Count how many lines of the records contain the string "panel", with case mattering, and reply with that number alone.
--- Begin DATASET EXTRACT ---
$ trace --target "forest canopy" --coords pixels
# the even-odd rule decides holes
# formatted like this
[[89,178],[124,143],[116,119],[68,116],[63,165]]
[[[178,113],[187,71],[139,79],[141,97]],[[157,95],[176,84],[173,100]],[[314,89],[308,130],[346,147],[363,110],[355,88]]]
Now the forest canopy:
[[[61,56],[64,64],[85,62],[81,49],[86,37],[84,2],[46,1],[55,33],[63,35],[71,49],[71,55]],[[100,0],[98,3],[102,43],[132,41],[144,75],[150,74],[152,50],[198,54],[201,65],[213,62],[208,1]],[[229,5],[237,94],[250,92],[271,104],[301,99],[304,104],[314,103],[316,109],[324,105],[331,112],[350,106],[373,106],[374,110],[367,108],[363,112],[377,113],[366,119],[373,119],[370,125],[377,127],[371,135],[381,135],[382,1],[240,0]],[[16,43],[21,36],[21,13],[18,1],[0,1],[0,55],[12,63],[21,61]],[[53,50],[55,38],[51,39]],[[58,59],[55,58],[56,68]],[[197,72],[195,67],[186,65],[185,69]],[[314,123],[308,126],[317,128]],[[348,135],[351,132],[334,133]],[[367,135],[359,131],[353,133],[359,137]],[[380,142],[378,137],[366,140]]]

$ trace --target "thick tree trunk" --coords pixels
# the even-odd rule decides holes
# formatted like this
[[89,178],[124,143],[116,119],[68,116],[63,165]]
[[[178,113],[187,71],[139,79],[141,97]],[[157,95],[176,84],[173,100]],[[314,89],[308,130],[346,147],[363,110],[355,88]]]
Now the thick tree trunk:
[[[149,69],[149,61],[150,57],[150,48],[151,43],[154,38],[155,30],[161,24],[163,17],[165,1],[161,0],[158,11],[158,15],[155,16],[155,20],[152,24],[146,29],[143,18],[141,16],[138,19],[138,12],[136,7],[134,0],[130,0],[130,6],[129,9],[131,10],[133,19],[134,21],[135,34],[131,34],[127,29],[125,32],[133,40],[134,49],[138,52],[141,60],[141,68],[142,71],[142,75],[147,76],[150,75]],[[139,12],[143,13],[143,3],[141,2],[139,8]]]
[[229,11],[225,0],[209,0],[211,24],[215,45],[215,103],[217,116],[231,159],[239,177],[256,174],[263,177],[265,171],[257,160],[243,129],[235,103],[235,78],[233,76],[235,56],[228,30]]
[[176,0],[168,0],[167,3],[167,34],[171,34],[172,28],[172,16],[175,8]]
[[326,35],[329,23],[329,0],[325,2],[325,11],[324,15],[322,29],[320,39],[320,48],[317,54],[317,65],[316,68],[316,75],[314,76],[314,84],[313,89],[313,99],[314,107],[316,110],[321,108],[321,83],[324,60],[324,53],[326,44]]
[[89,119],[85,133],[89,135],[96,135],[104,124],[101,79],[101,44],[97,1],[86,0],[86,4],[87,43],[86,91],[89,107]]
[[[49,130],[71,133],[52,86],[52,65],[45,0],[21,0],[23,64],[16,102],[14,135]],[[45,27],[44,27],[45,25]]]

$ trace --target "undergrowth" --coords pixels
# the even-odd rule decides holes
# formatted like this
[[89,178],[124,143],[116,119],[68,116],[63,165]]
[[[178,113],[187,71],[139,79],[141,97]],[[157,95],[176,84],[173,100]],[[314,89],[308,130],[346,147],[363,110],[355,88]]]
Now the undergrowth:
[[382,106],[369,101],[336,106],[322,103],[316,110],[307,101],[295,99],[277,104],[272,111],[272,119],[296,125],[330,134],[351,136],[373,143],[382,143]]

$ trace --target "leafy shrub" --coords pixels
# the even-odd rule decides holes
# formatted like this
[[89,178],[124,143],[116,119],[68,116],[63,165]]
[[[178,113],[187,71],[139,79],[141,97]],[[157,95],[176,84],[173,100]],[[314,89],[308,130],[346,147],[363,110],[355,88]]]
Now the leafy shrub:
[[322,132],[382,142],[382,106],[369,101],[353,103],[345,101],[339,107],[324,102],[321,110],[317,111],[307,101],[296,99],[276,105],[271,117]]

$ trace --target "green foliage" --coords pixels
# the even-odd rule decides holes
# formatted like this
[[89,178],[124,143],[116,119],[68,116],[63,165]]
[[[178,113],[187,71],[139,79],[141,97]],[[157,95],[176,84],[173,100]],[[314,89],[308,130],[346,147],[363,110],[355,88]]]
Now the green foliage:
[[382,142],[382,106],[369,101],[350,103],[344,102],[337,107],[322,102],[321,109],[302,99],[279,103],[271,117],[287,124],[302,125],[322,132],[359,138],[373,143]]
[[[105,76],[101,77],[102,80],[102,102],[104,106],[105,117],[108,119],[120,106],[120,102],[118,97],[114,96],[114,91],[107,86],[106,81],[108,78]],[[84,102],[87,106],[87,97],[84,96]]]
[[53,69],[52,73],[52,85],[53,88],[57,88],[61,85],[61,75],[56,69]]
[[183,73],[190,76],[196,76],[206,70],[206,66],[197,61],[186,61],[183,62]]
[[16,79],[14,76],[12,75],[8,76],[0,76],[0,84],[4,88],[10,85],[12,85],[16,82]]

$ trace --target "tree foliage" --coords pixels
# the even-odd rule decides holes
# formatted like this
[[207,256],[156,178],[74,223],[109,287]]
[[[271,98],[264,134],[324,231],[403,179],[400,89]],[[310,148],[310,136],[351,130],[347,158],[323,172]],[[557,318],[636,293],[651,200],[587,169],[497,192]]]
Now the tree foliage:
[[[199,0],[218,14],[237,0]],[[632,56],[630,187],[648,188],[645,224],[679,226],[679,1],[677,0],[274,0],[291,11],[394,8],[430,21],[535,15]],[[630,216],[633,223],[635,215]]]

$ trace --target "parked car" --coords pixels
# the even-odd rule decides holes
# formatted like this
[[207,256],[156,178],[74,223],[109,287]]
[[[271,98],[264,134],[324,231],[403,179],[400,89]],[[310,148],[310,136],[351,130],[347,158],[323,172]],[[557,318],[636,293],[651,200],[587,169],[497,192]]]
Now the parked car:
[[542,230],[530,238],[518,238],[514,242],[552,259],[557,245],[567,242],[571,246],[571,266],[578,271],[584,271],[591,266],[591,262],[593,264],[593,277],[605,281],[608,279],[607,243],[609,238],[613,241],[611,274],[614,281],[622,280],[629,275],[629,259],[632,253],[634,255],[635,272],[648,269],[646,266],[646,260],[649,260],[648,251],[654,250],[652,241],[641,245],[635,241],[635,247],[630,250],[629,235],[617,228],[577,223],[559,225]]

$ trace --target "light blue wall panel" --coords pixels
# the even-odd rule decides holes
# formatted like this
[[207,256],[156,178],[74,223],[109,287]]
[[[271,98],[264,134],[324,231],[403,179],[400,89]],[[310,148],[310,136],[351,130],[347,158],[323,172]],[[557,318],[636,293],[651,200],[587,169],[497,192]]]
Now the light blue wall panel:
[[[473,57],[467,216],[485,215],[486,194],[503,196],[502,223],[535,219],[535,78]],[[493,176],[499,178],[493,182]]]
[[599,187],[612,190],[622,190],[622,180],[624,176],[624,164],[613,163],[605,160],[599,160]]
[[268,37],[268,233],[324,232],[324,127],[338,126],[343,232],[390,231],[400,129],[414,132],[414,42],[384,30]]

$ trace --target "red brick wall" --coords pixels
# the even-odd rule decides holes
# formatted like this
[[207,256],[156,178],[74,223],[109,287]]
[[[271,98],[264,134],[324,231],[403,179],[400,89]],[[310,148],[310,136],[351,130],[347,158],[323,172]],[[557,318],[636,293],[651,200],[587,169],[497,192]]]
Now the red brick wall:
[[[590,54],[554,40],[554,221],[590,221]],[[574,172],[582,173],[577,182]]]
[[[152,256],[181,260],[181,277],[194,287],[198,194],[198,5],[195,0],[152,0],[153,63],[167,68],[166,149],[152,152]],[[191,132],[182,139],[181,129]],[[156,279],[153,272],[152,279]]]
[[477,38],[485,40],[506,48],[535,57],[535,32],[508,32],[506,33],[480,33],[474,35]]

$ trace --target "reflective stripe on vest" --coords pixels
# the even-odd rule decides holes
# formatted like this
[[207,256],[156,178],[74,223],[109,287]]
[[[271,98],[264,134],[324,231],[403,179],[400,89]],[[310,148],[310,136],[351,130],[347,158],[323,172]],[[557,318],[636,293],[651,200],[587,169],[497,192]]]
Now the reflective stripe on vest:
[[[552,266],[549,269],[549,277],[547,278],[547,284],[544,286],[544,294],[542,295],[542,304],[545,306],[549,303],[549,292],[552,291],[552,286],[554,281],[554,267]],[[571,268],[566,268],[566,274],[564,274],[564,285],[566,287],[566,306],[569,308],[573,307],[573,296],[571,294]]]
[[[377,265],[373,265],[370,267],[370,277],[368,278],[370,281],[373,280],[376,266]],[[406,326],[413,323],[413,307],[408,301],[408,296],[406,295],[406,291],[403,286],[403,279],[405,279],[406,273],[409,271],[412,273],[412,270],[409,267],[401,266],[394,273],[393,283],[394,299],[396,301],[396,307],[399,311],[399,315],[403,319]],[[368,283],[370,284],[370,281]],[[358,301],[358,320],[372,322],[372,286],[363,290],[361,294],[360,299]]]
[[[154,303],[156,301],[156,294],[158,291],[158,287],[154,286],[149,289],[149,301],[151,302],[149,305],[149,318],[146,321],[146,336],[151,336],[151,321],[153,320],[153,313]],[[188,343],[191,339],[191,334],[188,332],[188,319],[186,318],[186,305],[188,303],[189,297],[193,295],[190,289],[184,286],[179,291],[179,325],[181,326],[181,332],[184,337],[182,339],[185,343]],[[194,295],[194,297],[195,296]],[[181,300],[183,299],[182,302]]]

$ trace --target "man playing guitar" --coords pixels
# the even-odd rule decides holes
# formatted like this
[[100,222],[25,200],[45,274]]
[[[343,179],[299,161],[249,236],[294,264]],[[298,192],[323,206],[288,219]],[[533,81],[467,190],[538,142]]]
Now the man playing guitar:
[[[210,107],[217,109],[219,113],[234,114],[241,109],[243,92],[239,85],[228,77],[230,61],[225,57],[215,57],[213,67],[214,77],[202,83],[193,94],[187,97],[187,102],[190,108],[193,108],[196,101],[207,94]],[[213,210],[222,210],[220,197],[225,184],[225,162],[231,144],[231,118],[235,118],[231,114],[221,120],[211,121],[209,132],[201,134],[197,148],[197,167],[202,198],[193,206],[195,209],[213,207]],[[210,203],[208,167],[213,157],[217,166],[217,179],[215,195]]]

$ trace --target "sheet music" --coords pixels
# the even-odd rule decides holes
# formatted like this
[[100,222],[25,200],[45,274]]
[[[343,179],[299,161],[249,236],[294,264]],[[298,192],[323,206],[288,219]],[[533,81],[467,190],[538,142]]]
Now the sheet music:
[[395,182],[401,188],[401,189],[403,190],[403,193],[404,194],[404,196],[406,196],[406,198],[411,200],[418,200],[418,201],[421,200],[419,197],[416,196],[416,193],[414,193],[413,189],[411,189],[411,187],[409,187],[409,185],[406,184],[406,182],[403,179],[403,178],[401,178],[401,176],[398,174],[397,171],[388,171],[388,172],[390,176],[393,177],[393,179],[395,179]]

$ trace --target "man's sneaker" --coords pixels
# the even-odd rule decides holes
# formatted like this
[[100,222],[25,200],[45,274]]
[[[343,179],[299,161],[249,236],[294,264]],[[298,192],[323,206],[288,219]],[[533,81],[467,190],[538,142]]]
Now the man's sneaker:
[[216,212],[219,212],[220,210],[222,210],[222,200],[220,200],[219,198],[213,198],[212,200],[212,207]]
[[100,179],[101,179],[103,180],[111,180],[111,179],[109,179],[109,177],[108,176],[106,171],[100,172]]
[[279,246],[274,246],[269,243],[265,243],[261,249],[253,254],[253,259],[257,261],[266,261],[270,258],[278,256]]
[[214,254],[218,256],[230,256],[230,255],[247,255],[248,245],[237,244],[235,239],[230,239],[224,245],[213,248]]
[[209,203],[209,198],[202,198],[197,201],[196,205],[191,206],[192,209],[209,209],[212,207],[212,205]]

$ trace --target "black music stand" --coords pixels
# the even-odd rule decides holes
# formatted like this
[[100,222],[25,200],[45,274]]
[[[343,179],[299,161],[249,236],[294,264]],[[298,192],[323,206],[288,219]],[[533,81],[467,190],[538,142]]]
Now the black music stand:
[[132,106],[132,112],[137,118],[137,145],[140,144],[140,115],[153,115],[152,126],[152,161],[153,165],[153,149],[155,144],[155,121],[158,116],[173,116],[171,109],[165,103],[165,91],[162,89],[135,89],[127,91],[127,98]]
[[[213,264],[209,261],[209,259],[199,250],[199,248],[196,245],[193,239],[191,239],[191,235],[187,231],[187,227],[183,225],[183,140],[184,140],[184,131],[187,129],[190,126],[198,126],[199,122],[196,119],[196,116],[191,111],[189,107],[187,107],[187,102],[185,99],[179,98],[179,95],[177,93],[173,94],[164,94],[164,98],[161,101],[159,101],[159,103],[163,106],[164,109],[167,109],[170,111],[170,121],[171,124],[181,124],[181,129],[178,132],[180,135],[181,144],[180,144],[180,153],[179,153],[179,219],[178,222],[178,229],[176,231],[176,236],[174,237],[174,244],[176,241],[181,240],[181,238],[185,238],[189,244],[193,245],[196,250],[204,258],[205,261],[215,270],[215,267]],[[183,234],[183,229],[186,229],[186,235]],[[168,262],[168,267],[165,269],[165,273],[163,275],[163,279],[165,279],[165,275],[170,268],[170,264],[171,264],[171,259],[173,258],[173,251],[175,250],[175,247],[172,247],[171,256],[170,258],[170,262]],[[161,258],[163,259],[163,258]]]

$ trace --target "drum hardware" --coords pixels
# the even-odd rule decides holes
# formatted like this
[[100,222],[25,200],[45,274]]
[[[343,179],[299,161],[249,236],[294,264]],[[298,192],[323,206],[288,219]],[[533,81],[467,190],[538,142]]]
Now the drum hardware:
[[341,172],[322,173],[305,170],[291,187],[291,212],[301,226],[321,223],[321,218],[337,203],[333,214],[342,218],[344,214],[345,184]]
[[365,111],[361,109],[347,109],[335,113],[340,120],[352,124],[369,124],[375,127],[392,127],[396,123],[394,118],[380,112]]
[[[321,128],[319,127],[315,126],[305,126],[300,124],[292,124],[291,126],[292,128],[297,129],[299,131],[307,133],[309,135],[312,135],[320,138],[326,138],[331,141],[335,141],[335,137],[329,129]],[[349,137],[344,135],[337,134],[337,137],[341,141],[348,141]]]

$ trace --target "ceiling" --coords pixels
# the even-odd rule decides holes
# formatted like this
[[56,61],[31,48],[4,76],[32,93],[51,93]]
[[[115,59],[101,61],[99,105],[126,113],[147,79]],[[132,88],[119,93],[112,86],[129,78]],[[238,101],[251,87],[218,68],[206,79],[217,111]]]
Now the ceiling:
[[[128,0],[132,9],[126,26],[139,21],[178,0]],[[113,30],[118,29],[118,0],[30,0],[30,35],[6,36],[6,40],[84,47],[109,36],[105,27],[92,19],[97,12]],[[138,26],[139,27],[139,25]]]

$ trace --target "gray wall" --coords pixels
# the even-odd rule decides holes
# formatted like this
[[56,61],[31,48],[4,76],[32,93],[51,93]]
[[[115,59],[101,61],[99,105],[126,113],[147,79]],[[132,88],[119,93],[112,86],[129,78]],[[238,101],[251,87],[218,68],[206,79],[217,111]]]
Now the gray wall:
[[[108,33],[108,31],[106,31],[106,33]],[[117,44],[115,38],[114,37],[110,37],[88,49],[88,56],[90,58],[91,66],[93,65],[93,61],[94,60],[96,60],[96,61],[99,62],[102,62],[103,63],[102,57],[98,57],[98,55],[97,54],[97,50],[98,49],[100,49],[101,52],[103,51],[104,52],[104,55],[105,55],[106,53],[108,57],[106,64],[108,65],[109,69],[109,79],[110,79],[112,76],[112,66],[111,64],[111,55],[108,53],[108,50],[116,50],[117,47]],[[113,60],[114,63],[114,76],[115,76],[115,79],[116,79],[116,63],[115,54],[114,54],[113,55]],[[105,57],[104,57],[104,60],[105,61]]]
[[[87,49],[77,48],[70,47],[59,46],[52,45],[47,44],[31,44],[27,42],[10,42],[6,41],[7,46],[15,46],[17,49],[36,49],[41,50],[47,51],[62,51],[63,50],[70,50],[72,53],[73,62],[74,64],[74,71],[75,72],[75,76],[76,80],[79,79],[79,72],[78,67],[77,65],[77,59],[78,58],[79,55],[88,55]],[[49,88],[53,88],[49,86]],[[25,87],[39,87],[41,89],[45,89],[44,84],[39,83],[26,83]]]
--- End DATASET EXTRACT ---
TASK OUTPUT — 2